◆ **Exercise goal**
Copy the data below without changes, starting at its first line and stopping after the line that contains "positive clicks: (553, 244) (499, 225)".

◆ **Data for review**

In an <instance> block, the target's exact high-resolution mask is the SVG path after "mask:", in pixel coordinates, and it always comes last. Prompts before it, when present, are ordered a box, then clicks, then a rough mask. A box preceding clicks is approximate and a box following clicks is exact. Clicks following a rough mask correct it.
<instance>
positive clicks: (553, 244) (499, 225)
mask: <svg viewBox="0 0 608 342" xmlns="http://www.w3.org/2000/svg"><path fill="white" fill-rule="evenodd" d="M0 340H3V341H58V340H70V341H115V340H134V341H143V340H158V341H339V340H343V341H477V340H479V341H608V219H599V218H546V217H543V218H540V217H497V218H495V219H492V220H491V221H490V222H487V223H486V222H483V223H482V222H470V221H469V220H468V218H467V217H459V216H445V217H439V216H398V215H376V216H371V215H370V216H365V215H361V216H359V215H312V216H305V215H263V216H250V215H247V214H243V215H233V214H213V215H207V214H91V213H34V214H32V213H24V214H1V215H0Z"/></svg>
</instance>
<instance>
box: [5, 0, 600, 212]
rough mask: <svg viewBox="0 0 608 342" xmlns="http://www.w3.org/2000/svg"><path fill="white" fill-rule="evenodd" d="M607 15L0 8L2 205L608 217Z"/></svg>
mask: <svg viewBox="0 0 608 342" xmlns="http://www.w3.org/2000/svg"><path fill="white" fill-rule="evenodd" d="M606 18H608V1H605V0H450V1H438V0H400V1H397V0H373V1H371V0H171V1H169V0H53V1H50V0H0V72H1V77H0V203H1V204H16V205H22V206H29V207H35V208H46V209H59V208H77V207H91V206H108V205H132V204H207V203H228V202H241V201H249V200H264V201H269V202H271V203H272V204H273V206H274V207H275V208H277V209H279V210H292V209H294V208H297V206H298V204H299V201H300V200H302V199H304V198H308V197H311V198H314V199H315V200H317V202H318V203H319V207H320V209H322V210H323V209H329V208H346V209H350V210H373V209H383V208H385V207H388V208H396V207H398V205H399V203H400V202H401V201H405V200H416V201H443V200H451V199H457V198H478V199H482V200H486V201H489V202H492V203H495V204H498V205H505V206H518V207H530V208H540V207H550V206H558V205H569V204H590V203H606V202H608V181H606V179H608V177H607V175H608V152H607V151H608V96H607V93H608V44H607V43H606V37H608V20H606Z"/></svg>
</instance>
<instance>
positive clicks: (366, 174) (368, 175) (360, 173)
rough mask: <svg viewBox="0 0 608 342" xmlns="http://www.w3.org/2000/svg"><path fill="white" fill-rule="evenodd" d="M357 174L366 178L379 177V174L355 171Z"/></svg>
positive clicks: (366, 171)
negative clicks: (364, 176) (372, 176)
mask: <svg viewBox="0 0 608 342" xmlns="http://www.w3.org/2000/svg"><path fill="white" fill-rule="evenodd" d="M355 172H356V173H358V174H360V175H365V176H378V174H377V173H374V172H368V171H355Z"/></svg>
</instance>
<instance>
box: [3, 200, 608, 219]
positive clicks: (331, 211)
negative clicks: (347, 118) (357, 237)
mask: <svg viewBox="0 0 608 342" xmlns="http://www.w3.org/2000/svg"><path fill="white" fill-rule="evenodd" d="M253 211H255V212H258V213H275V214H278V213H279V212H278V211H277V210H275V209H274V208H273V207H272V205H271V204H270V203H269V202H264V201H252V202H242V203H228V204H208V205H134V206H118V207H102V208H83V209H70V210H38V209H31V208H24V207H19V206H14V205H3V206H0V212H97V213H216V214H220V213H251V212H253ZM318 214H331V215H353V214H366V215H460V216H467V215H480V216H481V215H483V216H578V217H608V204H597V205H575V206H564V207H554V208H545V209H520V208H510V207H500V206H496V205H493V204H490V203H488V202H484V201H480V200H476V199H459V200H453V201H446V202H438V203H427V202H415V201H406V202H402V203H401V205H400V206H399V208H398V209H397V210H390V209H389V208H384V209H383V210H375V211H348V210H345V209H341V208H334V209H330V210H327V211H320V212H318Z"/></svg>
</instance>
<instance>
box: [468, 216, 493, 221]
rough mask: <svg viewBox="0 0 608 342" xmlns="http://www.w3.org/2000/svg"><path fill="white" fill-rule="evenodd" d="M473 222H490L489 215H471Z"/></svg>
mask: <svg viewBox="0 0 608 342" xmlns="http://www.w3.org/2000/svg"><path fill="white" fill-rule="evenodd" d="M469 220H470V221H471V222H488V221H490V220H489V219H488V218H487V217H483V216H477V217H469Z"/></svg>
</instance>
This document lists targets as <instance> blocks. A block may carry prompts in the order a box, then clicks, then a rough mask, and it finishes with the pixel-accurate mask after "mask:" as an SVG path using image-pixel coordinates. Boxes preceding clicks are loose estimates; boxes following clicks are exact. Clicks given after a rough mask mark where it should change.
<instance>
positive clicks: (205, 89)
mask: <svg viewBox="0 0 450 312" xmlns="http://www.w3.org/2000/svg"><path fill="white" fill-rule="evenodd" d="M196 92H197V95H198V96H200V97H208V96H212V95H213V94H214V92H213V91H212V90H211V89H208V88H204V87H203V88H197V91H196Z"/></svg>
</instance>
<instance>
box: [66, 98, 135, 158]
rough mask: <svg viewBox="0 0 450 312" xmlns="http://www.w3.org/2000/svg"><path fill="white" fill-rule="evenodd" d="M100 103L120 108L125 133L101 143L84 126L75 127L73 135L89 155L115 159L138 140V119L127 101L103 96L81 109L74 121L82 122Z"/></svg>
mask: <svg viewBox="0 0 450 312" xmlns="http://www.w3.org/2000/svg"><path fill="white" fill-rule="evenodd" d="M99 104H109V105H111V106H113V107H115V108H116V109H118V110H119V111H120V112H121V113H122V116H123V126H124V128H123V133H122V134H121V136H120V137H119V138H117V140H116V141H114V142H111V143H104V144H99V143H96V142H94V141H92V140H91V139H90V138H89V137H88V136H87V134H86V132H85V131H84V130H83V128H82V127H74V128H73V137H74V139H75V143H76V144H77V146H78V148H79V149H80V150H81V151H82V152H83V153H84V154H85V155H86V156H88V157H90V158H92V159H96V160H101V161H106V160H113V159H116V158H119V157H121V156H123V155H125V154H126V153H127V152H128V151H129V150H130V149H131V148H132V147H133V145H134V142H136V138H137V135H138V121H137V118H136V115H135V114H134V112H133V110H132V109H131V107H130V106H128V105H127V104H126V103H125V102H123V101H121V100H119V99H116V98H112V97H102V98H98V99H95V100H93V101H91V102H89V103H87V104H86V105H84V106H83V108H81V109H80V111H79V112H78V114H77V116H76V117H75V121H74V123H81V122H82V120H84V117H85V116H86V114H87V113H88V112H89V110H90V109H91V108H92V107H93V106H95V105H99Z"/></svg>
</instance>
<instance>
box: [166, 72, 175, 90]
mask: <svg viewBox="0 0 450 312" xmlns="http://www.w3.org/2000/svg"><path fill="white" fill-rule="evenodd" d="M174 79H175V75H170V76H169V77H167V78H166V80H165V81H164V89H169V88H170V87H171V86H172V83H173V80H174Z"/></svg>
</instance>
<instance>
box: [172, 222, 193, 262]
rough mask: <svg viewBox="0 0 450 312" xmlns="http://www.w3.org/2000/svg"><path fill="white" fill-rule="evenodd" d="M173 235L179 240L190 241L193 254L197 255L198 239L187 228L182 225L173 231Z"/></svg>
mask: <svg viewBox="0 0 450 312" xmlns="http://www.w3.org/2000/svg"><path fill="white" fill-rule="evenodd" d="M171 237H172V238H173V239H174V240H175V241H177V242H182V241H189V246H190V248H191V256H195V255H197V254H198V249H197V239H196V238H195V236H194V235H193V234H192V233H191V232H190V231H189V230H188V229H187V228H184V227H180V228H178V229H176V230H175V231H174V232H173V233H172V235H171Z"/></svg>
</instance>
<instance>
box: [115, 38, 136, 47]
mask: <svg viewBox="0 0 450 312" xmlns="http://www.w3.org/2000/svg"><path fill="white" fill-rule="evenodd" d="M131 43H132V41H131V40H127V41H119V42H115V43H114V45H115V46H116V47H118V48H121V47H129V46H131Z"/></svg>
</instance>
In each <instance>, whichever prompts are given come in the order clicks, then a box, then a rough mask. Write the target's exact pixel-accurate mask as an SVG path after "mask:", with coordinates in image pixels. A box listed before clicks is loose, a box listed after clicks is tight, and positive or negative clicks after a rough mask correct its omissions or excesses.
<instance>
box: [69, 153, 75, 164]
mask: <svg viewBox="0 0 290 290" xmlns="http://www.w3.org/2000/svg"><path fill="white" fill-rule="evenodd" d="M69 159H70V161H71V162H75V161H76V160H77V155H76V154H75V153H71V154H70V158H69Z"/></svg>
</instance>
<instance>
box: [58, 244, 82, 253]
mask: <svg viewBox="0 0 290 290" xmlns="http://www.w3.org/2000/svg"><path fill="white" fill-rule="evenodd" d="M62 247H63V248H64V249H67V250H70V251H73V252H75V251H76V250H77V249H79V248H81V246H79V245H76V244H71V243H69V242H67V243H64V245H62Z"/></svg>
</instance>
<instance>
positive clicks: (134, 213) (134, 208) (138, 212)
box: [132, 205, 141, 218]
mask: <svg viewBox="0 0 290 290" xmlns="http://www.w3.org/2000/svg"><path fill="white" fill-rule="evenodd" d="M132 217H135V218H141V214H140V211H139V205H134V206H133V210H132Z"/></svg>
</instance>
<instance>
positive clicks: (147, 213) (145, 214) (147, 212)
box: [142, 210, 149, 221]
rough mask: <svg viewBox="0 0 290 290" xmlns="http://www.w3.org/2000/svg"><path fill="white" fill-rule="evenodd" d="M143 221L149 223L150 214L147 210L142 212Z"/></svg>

◆ **Answer to the exercise**
In an <instance> block, the target's exact high-resolution mask is the SVG path after "mask:", in pixel coordinates, and it always comes last. Prompts before it, when present, are ordered a box, then clicks, then a rough mask. A box preceding clicks is approximate and a box following clicks is exact. Clicks following a rough mask correct it.
<instance>
positive clicks: (553, 244) (499, 225)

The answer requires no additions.